> _Job_: Continue the code review discussion about handling interconnected complex number operations, picking up after its final sentence.

This is an archive of the discontinued LLVM Phabricator instance.

[CodeGen] Enable processing of interconnected complex number operations
ClosedPublic

Authored by igor.kirillov on Mar 27 2023, 10:18 AM.

Details

Summary

With this patch, ComplexDeinterleavingPass now has the ability to handle
any number of interconnected operations involving complex numbers.
For example, the patch enables the processing of code like the following:

for (int i = 0; i < 1000; ++i) {

a[i] =  w[i] * v[i];
b[i] =  w[i] * u[i];

}

This code has multiple arrays containing complex numbers and a common
subexpression w that appears in two expressions.

Diff Detail

Event Timeline

igor.kirillov created this revision.Mar 27 2023, 10:18 AM
Herald added a project: Restricted Project. · View Herald TranscriptMar 27 2023, 10:18 AM
Herald added a subscriber: hiraditya. · View Herald Transcript
igor.kirillov requested review of this revision.Mar 27 2023, 10:18 AM
Herald added a project: Restricted Project. · View Herald TranscriptMar 27 2023, 10:18 AM

Remove old comment

NickGuy added inline comments.Mar 28 2023, 3:29 AM
llvm/lib/CodeGen/ComplexDeinterleavingPass.cpp
143

What's the rationale behind removing this? I might be missing something, but it looks like you're removing it then looking for the internal instructions on-demand in checkNodes later

905–910

How is this expected to behave with operands that leave the chain? (i.e. Phi nodes or instructions in a different basic block). Is there a risk of AllInstructions containing the most of the function in some cases?

I am planning to add several more patches after this one, including:

  1. Support for scalable vectors
  2. Reductions
  3. Full -Ofast mode

With regards -Ofast, the current code is suitable for simple cases where only one multiplication or addition is involved. However, when -Ofast flag is set, the compiler may rearrange the order of instructions, causing the real and imaginary parts to not run in parallel. For example, a loop like the following may not be processed:

for (int i = 0; i < N; ++i)
  u[i] = v[i] * w[i] + u[i] * y[i];
llvm/lib/CodeGen/ComplexDeinterleavingPass.cpp
143

Ah, yes I should explain. I'll be adding support for -Ofast (see top comment), which might cause some issues. Basically, the problem is that the ComplexDeinterleavingNode can't be attached to ComplexDeinterleavingNode::Imag and ComplexDeinterleavingNode::Real instructions, which means that the submitCompositeNode function won't be able to fill InternalInstructions.

To solve this, I've decided to split the detection and checking process into two stages. I think it is more straightforward.

905–910

PHINodes will also act as as leaves and be in FinalInstructions, and instructions from different block are not problematic as long as we ensure that there are no other uses, which we do.

In case that a loop has a large number instructions, it will still be processed in the same manner and I don't see any problems.

> _Raw data_:
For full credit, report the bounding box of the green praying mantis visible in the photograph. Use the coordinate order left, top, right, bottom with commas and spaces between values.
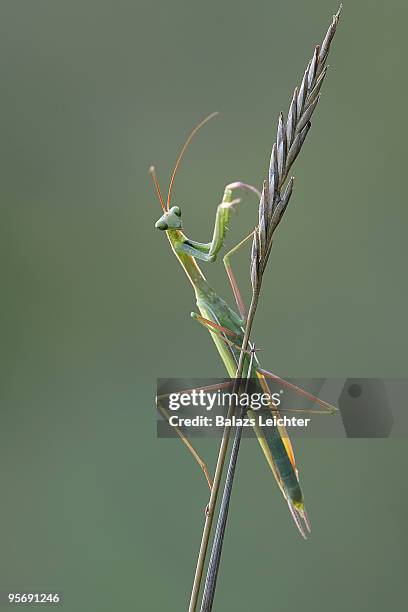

> _Exercise response_:
As FCMLA/FCADD are vector instructions, our focus is mainly on vector loops. Therefore, I think it is more beneficial to perform this check on a BasicBlock level rather then a Function level. Alternatively, we could apply this pass per Loop, but this would result in losing support for some Neon cases that can be generated by the autovectorizer outside of a loop.

Matt added a subscriber: Matt.Apr 3 2023, 1:56 PM
mgabka added a subscriber: mgabka.Apr 4 2023, 1:58 AM
NickGuy accepted this revision.Apr 4 2023, 7:12 AM

LGTM

As FCMLA/FCADD are vector instructions, our focus is mainly on vector loops. Therefore, I think it is more beneficial to perform this check on a BasicBlock level rather then a Function level. Alternatively, we could apply this pass per Loop, but this would result in losing support for some Neon cases that can be generated by the autovectorizer outside of a loop.

That makes sense in this case, but keep in mind that scalar loops (or in the case of neon & complex doubles, even non-looping operations) can be lowered to use xcmla/xcadd, I'm not sure we should rely on the concept of a loop for this.
The scalar loops and co. are something that we can look into in the future though, trying to do so now will only complicate things and bloat the patch.

llvm/test/CodeGen/AArch64/complex-deinterleaving-multiuses.ll
2

Nit: Probably don't need +fullfp16 in this test, as half isn't being used.

This revision is now accepted and ready to land.Apr 4 2023, 7:12 AM
dmgreen added a subscriber: dmgreen.Apr 5 2023, 7:37 AM

Hello. Nick pointed me at the patch but I haven't looked at the details a huge amount. checkNodes feels quite complex, but handling multiple users seems like a nice addition to the pass. The pass should be able to handle multiple basic blocks just fine, but limiting multiple uses to all start in the same block sounds like a good compromise between complexity and functionality.

llvm/lib/CodeGen/ComplexDeinterleavingPass.cpp
892

Worklist is a commonly used name in LLVM

921

A user of an instruction will always be an instruction.

926

This seems like it adds the user OpI to OuterInstructions, just so that later is can look at the operands and add I to ToDo. Can it just add I directly?

llvm/test/CodeGen/AArch64/complex-deinterleaving-multiuses.ll
93

It is not obvious to me why d * c should prevent the rest of the tree transforming. Can you precommit the tests to show the differences in the review?

NickGuy added inline comments.Apr 5 2023, 8:14 AM
llvm/test/CodeGen/AArch64/complex-deinterleaving-multiuses.ll
93

I'm not sure it's the d * c that's preventing it, so much as the store to %p1 (It doesn't reinterleave, so the store is deemed "outside the graph").
Though I agree, pre-commits would be useful to see the difference in the other cases

igor.kirillov added inline comments.Apr 5 2023, 1:57 PM
llvm/test/CodeGen/AArch64/complex-deinterleaving-multiuses.ll
93

The idea is that any external use of complex computation chain prevents deinterleaving. And if one chain stops to be deinterleaved it might effect another chain, which is shown in this test. *p1 prevent for a*b to be deinterleaved, which in its turn prevents (a * b * c) to be deinterleaved and that in its turn spoils d*c expression. As result nothing is deinterleaved.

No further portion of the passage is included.